* WORK ITEM: What is needed here is every record, retyped without any change.

*** Opening DATA RECORDS ***

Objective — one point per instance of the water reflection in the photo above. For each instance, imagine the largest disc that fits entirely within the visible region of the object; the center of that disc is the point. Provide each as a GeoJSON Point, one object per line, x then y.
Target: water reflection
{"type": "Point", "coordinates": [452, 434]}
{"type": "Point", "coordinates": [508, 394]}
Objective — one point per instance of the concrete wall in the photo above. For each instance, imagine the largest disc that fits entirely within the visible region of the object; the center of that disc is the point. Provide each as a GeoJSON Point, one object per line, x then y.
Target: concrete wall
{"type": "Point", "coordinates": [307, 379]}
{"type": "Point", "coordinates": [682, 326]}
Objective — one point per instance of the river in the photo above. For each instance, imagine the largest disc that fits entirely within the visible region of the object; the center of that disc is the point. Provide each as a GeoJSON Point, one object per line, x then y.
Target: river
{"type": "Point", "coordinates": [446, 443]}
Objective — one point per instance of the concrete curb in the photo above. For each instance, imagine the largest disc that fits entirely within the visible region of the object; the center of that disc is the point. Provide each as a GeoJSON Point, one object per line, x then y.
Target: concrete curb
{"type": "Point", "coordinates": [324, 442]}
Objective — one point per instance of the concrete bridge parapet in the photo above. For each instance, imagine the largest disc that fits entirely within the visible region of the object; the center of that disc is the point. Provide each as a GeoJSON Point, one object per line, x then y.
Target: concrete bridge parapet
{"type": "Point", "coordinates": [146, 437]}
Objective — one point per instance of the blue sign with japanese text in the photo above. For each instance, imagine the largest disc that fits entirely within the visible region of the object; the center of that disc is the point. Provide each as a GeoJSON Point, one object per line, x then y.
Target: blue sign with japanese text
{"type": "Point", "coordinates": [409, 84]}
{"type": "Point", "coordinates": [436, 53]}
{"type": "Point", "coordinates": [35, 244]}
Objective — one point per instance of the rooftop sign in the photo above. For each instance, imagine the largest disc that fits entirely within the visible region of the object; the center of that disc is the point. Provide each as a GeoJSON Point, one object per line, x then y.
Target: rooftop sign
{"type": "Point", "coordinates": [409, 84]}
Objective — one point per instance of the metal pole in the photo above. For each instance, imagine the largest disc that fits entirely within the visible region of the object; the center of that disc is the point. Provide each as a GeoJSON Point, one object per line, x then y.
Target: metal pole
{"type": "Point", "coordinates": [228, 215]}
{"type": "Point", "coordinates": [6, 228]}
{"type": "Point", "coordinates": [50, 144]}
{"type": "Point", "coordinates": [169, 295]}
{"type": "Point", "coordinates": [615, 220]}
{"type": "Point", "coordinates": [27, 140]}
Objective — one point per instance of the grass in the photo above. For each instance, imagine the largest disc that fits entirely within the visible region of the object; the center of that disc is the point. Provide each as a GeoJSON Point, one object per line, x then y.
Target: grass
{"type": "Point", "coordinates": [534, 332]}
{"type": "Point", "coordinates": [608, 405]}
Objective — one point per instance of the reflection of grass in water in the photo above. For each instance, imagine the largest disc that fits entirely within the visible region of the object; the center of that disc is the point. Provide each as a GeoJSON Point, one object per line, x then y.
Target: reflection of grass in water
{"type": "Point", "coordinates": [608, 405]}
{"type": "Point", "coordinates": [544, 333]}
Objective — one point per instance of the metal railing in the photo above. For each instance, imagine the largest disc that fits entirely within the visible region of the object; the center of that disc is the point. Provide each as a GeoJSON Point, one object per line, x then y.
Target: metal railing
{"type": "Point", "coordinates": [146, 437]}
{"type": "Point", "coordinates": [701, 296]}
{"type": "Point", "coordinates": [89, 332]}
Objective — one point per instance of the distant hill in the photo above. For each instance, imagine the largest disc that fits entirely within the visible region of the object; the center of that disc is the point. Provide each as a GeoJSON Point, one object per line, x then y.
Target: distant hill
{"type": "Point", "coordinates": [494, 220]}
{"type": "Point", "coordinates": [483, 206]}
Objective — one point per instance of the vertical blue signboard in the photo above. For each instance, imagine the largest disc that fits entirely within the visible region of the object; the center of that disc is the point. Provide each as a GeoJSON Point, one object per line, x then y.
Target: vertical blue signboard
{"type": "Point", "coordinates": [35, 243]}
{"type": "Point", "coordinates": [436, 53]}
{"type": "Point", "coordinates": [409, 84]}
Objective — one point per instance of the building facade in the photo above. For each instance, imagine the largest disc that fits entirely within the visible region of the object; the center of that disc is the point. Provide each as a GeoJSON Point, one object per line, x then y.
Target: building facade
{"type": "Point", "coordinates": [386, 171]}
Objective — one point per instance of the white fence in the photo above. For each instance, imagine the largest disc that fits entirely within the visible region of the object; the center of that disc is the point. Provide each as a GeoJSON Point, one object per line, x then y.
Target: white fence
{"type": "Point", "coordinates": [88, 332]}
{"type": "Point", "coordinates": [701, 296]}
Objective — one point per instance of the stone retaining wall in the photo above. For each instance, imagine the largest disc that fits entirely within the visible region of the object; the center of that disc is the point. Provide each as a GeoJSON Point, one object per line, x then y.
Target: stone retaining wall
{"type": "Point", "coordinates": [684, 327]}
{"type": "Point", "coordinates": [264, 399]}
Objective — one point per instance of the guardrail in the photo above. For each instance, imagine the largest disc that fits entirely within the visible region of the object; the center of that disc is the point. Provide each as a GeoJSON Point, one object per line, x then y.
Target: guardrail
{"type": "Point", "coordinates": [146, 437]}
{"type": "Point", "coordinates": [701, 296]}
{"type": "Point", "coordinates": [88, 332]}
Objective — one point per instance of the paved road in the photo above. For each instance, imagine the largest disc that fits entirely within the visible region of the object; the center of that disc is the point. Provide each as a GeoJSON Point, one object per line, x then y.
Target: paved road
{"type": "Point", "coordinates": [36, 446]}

*** Closing DATA RECORDS ***

* ANSWER:
Objective — one point per instance of the water reflection in the photo above. For each instance, imagine the largest disc that fits entirely within the visible region of the object; the center of that disc is the point. Provide each as a GeoJSON Point, one object per line, x then y.
Target: water reflection
{"type": "Point", "coordinates": [452, 434]}
{"type": "Point", "coordinates": [508, 394]}
Objective — one point per instance of the concrete wall in the photo above. For each instance, imagine the largest disc that fits entirely within the visible region of the object; the center of that disc is the point. Provide each as a GeoJSON Point, one object per line, x then y.
Target: concrete wall
{"type": "Point", "coordinates": [307, 379]}
{"type": "Point", "coordinates": [682, 326]}
Objective — one point per instance of the river in the photo above. For each instance, imagine the largest disc that fits entirely within the visible region of the object; the center of that disc is the point. Provide each as a GeoJSON Point, one object per line, x then y.
Target: river
{"type": "Point", "coordinates": [446, 443]}
Objective — one point per instance of the concrete curb in the photo above. For each instance, imagine the largest disc that fits entirely within the visible region of the object; the center of that disc is the point. Provide each as a GeoJSON Point, one object per line, x then y.
Target: concrete curb
{"type": "Point", "coordinates": [324, 442]}
Objective — one point per instance of the concrete bridge parapet in the photo above. For each instance, imagine the largest disc that fits entirely within the visible region of the object; the center of that disc is the point. Provide each as a GeoJSON Point, one object per line, x then y.
Target: concrete bridge parapet
{"type": "Point", "coordinates": [146, 437]}
Objective — one point per instance of the blue sign with japanese text in the photo above. For each instance, imagine the largest disc that fits entirely within the visible region of the object; the center of that disc is the point. Provide each as a GeoJSON Point, one object per line, x then y.
Target: blue sign with japanese text
{"type": "Point", "coordinates": [409, 84]}
{"type": "Point", "coordinates": [436, 53]}
{"type": "Point", "coordinates": [35, 244]}
Objective — one point per instance of the rooftop sign in the photo above. For each instance, imagine the largest disc that fits entirely within the visible region of the object; the center of that disc is the point. Provide each as a GeoJSON Point, one object per line, x then y.
Target: rooftop sign
{"type": "Point", "coordinates": [409, 84]}
Objective — one point per instance of the metal pole in the photo above. For each instance, imagine the largest disc that fits entirely within the visible region of the object; the center of that disc is the point. Provide each as a GeoJSON Point, one object per line, x then y.
Target: metal pole
{"type": "Point", "coordinates": [228, 215]}
{"type": "Point", "coordinates": [6, 228]}
{"type": "Point", "coordinates": [50, 144]}
{"type": "Point", "coordinates": [169, 295]}
{"type": "Point", "coordinates": [615, 220]}
{"type": "Point", "coordinates": [27, 140]}
Objective — one point per instance of the grass in the photo above. For each instance, imagine the largest disc that fits entirely within the visible region of the object; the center of that disc is the point. Provide each as a GeoJSON Point, one object per line, x then y.
Target: grass
{"type": "Point", "coordinates": [534, 332]}
{"type": "Point", "coordinates": [608, 405]}
Objective — one point per instance of the reflection of grass in water in the photo above. For each instance, imagine the largest disc that fits entirely within the visible region of the object; the center of that disc is the point. Provide each as a GeoJSON Point, one object per line, x then y.
Target: reflection of grass in water
{"type": "Point", "coordinates": [608, 405]}
{"type": "Point", "coordinates": [544, 333]}
Objective — one point per instance of the metal railing in the photo above. For each instance, imagine the largest disc that fits entirely within the visible region of the object; the center of that disc is the point. Provide each as a GeoJSON Point, one object per line, x then y.
Target: metal railing
{"type": "Point", "coordinates": [146, 437]}
{"type": "Point", "coordinates": [701, 296]}
{"type": "Point", "coordinates": [89, 332]}
Objective — one point per instance of the distant hill in the photo above. For each instance, imagine the largest disc that fits entirely within the visible region of the object; the center of that disc is the point. Provide each as a GeoJSON Point, one object per line, x then y.
Target: distant hill
{"type": "Point", "coordinates": [494, 220]}
{"type": "Point", "coordinates": [483, 206]}
Objective — one point per instance of the vertical blue signboard in the photo above. For each instance, imagine the largest disc that fits entirely within the visible region of the object; the center of that disc is the point. Provide each as a GeoJSON Point, one object per line, x then y.
Target: vertical blue signboard
{"type": "Point", "coordinates": [35, 243]}
{"type": "Point", "coordinates": [436, 53]}
{"type": "Point", "coordinates": [409, 84]}
Objective — one point per instance of the building facade in the photo above. For each instance, imagine the largest disc that fits entirely within the visible region of the object; the center of that disc is the point. Provide each as a GeoJSON Point, one object per line, x then y.
Target: building facade
{"type": "Point", "coordinates": [386, 171]}
Objective — one point per instance of the white fence in the photo above. For each instance, imagine the largest disc that fits entirely within the visible region of the object; the center of that disc is the point. Provide each as a GeoJSON Point, one object per line, x then y.
Target: white fence
{"type": "Point", "coordinates": [88, 332]}
{"type": "Point", "coordinates": [701, 296]}
Objective — one point per instance of the stone retaining wall in the photo above. For each instance, imagine the largest disc that fits entirely within the visible region of the object; the center of that disc is the point. Provide each as a GeoJSON Point, one object per line, x then y.
Target: stone retaining wall
{"type": "Point", "coordinates": [684, 327]}
{"type": "Point", "coordinates": [264, 399]}
Objective — one point per instance of the guardrail in the photo above. For each instance, imagine the largest disc that fits entirely within the visible region of the object; the center of that disc is the point. Provide each as a GeoJSON Point, one object per line, x then y.
Target: guardrail
{"type": "Point", "coordinates": [146, 437]}
{"type": "Point", "coordinates": [701, 296]}
{"type": "Point", "coordinates": [88, 332]}
Objective — one point per instance of the paved road in the photo above. For each instance, imagine the largest disc that fits entirely within the visible region of the object; the center of that disc is the point. Provide each as a GeoJSON Point, one object per line, x then y.
Target: paved road
{"type": "Point", "coordinates": [36, 446]}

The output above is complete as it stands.